> [EXERCISE AIM] Reproduce, word for word, the stretch of the Passover chapter from "The Israelites were" through "delivered His people.".

> [ARTICLE]
* * *

04 The Feast Of The Passover
CHAPTER FOUR
THE FEAST OF THE PASSOVER
(Leviticus 23:5; Exodus 12:1-13; 1 Corinthians 5:7) The feast of the Passover is the only one of the seven feasts of the Lord not described in the twenty-third chapter of Leviticus; and the reason for this is that Israel had already been given full instructions regarding its observance before their deliverance from Egyptian bondage.
Let us turn back to Exodus 12:1-13, and refresh our minds in regard to the story of the first Passover and the details of its observance from year to year.
The Israelites were in Egypt, slaves of Pharaoh, under the lash of the taskmaster. This bondage had lasted for four hundred bitter years, and Pharaoh was determined not to let God’s people go. Moreover, Israel did not deserve deliverance. Had she not sinned in selling Joseph into Egypt, thus bringing upon the nation the righteous judgment of God? But God in grace delivered His people.
What a picture this is of our own state and the state of every sinner saved by grace!

* * *

> [RECORDS SUPPLIED]

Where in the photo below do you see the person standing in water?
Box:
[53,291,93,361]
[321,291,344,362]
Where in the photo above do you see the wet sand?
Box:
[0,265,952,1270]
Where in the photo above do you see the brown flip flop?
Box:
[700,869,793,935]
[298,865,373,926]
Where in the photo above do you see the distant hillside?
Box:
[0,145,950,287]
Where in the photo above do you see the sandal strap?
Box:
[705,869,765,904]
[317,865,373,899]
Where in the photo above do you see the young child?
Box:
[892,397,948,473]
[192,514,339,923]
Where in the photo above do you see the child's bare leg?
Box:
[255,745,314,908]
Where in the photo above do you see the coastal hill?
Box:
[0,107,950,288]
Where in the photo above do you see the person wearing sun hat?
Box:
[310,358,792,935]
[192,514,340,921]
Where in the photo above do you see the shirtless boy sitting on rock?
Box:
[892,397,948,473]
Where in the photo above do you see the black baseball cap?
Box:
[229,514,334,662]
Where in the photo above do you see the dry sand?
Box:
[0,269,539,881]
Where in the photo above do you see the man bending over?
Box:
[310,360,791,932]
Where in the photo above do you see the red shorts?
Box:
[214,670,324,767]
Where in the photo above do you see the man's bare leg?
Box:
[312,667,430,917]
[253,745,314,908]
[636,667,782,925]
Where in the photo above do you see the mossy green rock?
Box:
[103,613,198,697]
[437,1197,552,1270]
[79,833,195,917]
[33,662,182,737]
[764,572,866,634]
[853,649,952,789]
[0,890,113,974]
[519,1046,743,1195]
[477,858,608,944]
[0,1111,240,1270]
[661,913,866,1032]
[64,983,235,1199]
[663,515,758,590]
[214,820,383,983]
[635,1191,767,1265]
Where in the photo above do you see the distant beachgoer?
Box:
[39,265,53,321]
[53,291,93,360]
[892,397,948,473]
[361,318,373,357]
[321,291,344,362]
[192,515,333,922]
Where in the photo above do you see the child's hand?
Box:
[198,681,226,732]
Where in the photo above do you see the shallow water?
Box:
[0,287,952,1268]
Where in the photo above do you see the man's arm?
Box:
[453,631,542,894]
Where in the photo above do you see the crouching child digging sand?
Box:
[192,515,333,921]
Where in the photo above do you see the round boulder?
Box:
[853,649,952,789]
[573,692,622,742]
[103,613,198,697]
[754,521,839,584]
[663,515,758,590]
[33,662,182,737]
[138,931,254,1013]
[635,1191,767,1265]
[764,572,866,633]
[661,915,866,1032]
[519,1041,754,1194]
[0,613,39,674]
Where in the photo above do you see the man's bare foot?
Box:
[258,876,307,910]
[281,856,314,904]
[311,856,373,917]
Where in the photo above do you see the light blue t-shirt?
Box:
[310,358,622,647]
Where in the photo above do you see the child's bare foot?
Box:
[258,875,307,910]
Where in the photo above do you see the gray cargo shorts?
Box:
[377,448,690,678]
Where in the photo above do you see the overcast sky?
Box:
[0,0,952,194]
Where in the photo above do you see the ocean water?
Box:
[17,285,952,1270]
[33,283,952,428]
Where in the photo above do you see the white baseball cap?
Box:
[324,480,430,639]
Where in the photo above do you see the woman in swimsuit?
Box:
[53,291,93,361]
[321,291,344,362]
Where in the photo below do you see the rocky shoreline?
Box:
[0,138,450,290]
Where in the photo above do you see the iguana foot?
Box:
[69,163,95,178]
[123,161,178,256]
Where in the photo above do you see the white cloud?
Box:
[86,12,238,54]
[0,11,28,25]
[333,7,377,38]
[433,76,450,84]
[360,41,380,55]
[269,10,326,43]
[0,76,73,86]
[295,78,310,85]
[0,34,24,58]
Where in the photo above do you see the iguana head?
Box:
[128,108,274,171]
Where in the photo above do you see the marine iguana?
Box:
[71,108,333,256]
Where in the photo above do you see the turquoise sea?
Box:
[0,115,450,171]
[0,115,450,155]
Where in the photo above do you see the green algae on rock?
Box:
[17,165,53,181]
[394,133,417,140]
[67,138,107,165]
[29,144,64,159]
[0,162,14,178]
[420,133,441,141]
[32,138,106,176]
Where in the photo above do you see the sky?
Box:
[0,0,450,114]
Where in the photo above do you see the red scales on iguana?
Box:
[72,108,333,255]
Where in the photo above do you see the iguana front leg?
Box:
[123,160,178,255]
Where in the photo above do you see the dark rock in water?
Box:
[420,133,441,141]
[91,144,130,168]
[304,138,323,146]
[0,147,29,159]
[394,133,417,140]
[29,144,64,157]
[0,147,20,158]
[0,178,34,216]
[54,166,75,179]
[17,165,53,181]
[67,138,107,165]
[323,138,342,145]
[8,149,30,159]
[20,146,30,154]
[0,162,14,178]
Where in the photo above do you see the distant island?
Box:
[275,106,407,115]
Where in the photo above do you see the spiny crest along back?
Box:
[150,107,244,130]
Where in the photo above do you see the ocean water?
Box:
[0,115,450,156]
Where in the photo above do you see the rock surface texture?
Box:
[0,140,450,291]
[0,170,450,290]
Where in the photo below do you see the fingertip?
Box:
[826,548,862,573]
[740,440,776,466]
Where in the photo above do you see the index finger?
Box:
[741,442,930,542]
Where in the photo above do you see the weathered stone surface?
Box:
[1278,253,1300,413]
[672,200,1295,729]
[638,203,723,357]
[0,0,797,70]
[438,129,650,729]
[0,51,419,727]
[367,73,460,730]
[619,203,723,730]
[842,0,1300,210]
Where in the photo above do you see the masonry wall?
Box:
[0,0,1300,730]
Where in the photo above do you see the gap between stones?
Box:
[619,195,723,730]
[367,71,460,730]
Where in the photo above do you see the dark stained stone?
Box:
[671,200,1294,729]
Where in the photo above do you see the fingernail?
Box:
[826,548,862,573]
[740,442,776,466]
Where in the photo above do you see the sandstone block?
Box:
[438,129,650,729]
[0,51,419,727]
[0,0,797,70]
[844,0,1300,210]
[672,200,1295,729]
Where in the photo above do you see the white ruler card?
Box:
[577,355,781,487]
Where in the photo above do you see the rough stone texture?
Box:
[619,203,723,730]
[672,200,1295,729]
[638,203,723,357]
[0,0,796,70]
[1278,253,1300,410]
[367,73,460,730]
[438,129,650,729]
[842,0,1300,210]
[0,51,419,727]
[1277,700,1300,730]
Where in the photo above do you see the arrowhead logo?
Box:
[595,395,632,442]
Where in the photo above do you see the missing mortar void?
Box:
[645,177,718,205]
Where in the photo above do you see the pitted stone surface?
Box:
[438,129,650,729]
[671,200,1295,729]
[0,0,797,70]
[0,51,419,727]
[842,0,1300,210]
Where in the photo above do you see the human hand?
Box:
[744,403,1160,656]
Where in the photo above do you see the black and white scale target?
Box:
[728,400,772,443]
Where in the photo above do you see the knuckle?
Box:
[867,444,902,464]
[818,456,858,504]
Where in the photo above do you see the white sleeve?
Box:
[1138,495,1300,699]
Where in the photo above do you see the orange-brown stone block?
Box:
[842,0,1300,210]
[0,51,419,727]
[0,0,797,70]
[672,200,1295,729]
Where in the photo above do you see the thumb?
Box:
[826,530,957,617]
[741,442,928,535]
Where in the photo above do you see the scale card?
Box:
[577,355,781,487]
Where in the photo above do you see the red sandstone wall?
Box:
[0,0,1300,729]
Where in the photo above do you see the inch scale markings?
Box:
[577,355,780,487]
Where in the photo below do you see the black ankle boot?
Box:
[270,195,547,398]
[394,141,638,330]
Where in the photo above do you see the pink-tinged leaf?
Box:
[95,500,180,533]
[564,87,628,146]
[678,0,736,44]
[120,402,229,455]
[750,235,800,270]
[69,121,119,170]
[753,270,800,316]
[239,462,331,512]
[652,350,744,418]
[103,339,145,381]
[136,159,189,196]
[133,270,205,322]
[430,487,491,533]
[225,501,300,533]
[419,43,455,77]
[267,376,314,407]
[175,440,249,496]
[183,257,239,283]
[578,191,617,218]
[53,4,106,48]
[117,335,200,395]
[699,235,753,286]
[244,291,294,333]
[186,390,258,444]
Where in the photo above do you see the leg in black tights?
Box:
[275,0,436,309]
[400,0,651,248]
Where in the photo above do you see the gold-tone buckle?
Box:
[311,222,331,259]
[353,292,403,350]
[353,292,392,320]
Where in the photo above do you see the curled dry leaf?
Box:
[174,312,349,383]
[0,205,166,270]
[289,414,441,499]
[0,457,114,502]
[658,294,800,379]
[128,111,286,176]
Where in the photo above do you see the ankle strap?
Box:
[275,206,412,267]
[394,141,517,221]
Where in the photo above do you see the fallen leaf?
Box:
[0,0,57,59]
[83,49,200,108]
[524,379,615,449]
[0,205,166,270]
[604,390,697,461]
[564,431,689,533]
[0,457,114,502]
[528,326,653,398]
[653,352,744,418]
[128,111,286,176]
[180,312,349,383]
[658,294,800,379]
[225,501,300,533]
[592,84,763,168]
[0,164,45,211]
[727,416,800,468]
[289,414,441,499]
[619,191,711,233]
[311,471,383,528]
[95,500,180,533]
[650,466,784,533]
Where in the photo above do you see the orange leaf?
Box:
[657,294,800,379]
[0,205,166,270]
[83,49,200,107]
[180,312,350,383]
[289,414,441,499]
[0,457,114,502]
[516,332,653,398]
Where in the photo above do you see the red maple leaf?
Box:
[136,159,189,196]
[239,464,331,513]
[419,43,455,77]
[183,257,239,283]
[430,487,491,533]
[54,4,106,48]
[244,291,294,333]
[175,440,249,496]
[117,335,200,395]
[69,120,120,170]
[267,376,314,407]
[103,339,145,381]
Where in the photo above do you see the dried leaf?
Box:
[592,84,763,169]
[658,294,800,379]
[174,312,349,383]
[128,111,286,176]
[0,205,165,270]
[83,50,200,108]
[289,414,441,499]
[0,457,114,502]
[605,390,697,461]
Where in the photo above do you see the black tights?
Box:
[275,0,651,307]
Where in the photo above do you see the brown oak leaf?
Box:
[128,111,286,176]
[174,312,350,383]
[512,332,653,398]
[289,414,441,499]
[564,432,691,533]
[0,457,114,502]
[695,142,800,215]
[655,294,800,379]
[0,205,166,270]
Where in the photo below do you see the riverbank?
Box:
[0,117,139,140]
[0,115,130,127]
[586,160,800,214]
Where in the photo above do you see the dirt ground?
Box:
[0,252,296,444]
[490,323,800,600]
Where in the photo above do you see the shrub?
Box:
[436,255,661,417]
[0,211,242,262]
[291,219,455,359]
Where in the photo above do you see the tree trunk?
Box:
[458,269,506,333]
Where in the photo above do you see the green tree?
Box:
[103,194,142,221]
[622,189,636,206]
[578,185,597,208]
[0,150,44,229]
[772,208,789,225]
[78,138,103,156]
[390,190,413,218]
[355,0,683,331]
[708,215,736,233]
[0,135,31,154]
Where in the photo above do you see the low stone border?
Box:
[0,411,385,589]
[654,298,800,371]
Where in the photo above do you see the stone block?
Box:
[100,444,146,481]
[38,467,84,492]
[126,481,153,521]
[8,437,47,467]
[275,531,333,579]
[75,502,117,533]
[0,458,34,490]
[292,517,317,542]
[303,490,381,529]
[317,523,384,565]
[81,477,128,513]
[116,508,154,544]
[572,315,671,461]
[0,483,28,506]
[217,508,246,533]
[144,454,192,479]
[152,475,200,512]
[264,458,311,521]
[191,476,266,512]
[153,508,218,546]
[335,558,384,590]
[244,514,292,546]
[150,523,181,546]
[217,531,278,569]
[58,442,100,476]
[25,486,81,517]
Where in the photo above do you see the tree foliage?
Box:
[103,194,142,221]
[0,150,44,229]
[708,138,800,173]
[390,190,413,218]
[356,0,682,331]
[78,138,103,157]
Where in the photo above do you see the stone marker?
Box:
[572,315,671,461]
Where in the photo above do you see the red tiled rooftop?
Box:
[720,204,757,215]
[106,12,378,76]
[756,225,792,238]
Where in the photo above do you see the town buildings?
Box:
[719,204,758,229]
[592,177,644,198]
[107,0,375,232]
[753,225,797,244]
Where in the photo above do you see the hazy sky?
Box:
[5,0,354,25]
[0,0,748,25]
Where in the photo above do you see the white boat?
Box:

* * *

> [FULL ANSWER]
The Israelites were in Egypt, slaves of Pharaoh, under the lash of the taskmaster. This bondage had lasted for four hundred bitter years, and Pharaoh was determined not to let God’s people go. Moreover, Israel did not deserve deliverance. Had she not sinned in selling Joseph into Egypt, thus bringing upon the nation the righteous judgment of God? But God in grace delivered His people.